Res Ipsa Loquitur Held Appropriate to Prove Negligence During Kidney Transplant

A jury was properly instructed on the doctrine of res ipsa loquitur in an action against surgeons by an injured kidney donor. As a result of the operation to harvest his right kidney, the plaintiff sustained injuries to his cervical spine and muscles on the left side of his body.


The operation, which all of the experts agreed normally should be only two to three hours in duration, took over six hours to complete. During most of that time, the plaintiff was positioned on his left side with both his head and lower body angled downward. Both defendant-physicians were responsible for the plaintiff's positioning.

The defendant's appealed a jury award of $4,145,000.

^^^^^^^^

THINGS TO DO:
• a. List every figure of time or money given in the summary of the kidney transplant case.
• b. Continue the summary of the kidney transplant case from its last sentence.

^^^^^^^^

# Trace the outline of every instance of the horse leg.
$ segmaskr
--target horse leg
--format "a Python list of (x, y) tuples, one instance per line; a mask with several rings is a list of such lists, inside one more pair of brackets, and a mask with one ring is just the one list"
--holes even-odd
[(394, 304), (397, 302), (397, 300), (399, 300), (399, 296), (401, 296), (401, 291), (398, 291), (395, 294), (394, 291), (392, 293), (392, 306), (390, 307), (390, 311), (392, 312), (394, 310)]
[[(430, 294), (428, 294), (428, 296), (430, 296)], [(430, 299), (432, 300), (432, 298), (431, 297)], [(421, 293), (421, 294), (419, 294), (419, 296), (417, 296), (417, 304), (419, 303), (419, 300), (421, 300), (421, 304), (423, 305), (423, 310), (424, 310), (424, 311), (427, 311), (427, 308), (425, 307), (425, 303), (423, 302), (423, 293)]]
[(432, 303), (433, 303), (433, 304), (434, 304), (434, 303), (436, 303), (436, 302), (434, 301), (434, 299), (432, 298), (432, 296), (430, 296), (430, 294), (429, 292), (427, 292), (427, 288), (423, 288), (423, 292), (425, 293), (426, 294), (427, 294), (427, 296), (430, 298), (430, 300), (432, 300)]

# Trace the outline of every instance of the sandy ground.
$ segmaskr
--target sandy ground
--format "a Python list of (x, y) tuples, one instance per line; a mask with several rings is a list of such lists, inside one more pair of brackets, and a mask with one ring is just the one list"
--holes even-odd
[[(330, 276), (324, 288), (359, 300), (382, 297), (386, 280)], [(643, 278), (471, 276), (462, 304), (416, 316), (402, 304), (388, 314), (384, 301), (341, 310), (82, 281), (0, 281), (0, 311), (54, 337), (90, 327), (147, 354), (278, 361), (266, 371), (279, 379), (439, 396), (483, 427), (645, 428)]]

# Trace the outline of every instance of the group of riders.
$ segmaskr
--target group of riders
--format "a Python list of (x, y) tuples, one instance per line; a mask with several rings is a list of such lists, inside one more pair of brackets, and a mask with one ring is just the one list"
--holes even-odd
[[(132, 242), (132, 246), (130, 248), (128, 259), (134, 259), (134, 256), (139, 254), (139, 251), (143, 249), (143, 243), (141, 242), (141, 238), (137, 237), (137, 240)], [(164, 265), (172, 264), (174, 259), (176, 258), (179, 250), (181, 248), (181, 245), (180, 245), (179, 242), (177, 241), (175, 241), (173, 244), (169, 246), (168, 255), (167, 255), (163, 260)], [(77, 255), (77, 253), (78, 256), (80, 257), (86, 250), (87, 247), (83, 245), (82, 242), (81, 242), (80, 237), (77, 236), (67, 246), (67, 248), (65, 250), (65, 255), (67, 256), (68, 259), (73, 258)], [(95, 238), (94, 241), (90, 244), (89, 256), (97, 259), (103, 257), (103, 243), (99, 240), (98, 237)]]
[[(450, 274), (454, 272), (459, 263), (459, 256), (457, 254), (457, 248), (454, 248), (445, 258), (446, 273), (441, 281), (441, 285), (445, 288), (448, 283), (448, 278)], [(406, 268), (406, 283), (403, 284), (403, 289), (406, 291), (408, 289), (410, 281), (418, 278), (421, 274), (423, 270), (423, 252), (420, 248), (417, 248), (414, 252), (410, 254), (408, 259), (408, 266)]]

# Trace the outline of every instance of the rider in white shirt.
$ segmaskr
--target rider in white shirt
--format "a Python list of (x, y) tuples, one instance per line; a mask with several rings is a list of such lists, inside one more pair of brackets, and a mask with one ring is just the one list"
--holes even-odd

^^^^^^^^

RESPONSE LIST:
• a.
- two to three hours (the length the experts agreed the operation normally should take)
- over six hours (the time the operation actually took)
- $4,145,000 (the jury award the defendants appealed)

• b.
The appeals court held that where an unexplained injury occurs in an area remote from the operation while the patient is anesthetized, the doctrine of res ipsa loquitur is available to establish a prima facie case. A plaintiff is not required to eliminate any possible alternate theories, but rather must show only that, more likely than not, the event was of a kind that ordinarily does not occur in the absence of someone's negligence, it was caused by an agency or instrumentality within the exclusive control of the defendant, and it was not due to any voluntary action or contribution on the part of the plaintiff. The court affirmed, but modified, the damages award. Backus v. Kaleida Health, 91 A.D.3d 1284, 937 N.Y.S.2d 773 (N.Y.A.D. 4 Dept. Jan 31, 2012).